- **YOUR OBJECTIVE**
Take the listing and print it in full, exactly as given.

··· RECORD SET ···

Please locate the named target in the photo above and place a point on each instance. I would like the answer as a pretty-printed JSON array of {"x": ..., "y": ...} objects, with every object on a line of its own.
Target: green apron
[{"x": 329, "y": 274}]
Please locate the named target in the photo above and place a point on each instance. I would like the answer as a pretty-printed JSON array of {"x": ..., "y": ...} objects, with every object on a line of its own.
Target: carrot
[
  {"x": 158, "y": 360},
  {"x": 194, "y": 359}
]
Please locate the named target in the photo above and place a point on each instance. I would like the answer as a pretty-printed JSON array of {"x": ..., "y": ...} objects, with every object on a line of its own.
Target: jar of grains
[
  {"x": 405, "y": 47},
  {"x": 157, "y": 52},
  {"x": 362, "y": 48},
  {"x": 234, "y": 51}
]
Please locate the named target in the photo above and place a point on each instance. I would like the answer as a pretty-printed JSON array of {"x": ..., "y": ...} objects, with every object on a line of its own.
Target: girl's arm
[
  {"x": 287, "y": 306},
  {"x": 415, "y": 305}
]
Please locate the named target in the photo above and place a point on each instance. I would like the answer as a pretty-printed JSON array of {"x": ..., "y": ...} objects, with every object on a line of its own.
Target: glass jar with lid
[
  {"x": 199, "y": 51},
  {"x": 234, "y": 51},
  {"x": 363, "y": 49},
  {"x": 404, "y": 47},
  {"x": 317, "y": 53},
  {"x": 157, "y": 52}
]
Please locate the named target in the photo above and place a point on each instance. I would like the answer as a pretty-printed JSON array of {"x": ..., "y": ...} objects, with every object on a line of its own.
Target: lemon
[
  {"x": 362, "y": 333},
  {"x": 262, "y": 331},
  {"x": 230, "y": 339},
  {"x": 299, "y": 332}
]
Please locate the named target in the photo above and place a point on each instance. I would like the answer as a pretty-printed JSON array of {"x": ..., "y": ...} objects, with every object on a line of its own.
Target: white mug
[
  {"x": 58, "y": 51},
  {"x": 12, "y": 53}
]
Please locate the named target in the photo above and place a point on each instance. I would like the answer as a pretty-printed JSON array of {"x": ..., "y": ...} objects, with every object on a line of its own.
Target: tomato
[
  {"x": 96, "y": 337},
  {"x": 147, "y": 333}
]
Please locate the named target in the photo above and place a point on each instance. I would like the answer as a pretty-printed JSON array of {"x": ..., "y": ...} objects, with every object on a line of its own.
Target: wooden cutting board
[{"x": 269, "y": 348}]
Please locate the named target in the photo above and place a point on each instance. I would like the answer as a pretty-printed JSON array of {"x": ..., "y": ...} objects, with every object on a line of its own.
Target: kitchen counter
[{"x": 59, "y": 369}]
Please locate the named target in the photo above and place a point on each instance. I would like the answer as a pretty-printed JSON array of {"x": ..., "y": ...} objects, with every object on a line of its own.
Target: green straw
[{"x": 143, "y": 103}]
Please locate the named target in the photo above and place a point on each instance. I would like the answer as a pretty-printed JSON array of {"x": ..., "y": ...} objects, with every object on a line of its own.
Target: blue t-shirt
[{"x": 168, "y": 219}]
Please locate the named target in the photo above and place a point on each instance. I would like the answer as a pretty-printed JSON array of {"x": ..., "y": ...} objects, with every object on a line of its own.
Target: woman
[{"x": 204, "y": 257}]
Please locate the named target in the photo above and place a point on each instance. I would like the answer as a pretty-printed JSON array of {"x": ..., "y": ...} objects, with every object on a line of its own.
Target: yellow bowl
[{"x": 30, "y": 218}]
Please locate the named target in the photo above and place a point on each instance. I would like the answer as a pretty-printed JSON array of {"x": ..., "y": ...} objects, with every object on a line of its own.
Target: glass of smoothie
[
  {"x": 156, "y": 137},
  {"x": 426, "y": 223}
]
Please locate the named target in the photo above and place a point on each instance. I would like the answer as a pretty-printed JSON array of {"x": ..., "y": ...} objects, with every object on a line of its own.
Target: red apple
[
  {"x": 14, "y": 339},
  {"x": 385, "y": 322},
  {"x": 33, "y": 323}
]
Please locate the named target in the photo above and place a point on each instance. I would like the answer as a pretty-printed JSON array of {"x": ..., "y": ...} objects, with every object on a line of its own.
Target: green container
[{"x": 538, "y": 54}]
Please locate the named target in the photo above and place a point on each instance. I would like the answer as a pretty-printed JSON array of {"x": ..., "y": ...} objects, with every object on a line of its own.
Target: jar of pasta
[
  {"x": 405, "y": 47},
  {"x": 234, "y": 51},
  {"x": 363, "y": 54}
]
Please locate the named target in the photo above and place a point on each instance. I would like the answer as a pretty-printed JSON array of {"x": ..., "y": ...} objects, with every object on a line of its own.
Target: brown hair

···

- **THE COMPLETED TASK**
Please locate the named target in the photo above and place a point on each instance. I would like the answer as a pretty-printed JSON array of {"x": ..., "y": ...} objects, with every object on a line of its own.
Target: green apron
[{"x": 329, "y": 274}]
Please locate the named target in the photo above and place a point on each instance. I would like the answer as a pretty-printed JSON array of {"x": ..., "y": ...} objects, with every object on a line of its own.
Target: carrot
[
  {"x": 158, "y": 360},
  {"x": 194, "y": 359}
]
Please locate the named target in the photo above and place a point on each instance. I would like the answer as a pretty-printed JSON array of {"x": ..., "y": ...} objects, with every object on a line of its own.
Target: jar of grains
[
  {"x": 405, "y": 47},
  {"x": 157, "y": 52},
  {"x": 362, "y": 48},
  {"x": 234, "y": 51}
]
Please locate the named target in the photo above and place a point on each instance. I would like the answer as a pretty-printed JSON array of {"x": ..., "y": ...} objects, with every object on a line of its own.
Target: girl's arm
[
  {"x": 287, "y": 306},
  {"x": 415, "y": 305}
]
Please locate the named target in the photo above and place a point on each instance. I would like the answer as a pretty-printed JSON array of {"x": ..., "y": ...} objects, with every object on a line of its own.
Target: glass jar with lid
[
  {"x": 199, "y": 51},
  {"x": 234, "y": 51},
  {"x": 363, "y": 49},
  {"x": 404, "y": 47},
  {"x": 317, "y": 53},
  {"x": 157, "y": 52}
]
Please locate the named target in the photo above and place a point on each instance. I would like the answer as a pretty-printed JSON array of {"x": ..., "y": ...} objects, with every object on a line of its own.
Target: lemon
[
  {"x": 362, "y": 333},
  {"x": 262, "y": 331},
  {"x": 230, "y": 339},
  {"x": 299, "y": 332}
]
Please locate the named target in the photo above and place a point on each instance. I would like the answer as a pretty-printed JSON array of {"x": ..., "y": ...} objects, with every object on a line of its own.
Target: white mug
[
  {"x": 58, "y": 51},
  {"x": 12, "y": 53}
]
Please locate the named target in the photo above and place a point on each instance. I would like the answer as a pretty-printed JSON array of {"x": ..., "y": ...} objects, with every object on a line of its own.
Target: tomato
[
  {"x": 96, "y": 337},
  {"x": 147, "y": 333}
]
Please locate the named target in the photo above and place a point on each instance. I would like the answer as a pretty-printed JSON array of {"x": ..., "y": ...} objects, with every object on a line of its own.
Target: wooden cutting board
[{"x": 269, "y": 348}]
Please locate the named target in the photo above and place a point on each instance. I would like the answer as a pretty-printed JSON array of {"x": ..., "y": ...} objects, with every object on a line of its own.
Target: kitchen counter
[{"x": 59, "y": 369}]
Please locate the named target in the photo above and place a point on each instance. I would like the answer as a pretty-printed JSON array of {"x": ..., "y": ...} objects, with every object on a line of its own.
Target: green straw
[{"x": 143, "y": 103}]
Please locate the named target in the photo above and place a point on each instance. I would like the answer as a pretty-printed JSON array of {"x": ..., "y": ...} objects, with every object on a line of its own.
Target: blue t-shirt
[{"x": 168, "y": 219}]
Please locate the named target in the photo above and place a point on each instance. I would like the answer as a pretty-printed JSON array of {"x": ..., "y": ...} objects, with every object on a line of its own.
Target: woman
[{"x": 204, "y": 257}]
Please locate the named target in the photo above and place a point on each instance. I would like the answer as a pretty-printed JSON array of {"x": ..., "y": ...} objects, with every object on a line of its own.
Target: yellow bowl
[{"x": 30, "y": 218}]
Please locate the named target in the photo above and place a point on each instance. I would like the answer as a pretty-printed JSON array of {"x": ..., "y": ...} objects, with every object on a line of its own.
Target: glass of smoothie
[
  {"x": 156, "y": 137},
  {"x": 426, "y": 223}
]
Please locate the named target in the photo above and place a point on each instance. I would like the answer as a pretty-printed JSON array of {"x": ..., "y": ...} objects, with every object on a line of its own.
Target: red apple
[
  {"x": 14, "y": 339},
  {"x": 385, "y": 322},
  {"x": 33, "y": 323}
]
Please locate the named target in the photo above and place a point on each instance. I would like the answer as a pretty-printed JSON array of {"x": ..., "y": ...} objects, with every object on a line of its own.
Target: green container
[{"x": 538, "y": 54}]
Please locate the named target in the photo above and place a point on each instance. I would like the answer as a pretty-printed JSON array of {"x": ..., "y": ...} objects, with every object on a line of its own.
Target: jar of pasta
[
  {"x": 405, "y": 47},
  {"x": 234, "y": 51},
  {"x": 363, "y": 54}
]
Please locate the named target in the photo above and place a point on each instance. I would like the answer as a pretty-printed JSON array of {"x": ..., "y": ...} objects, with every object on a line of its own.
Target: brown hair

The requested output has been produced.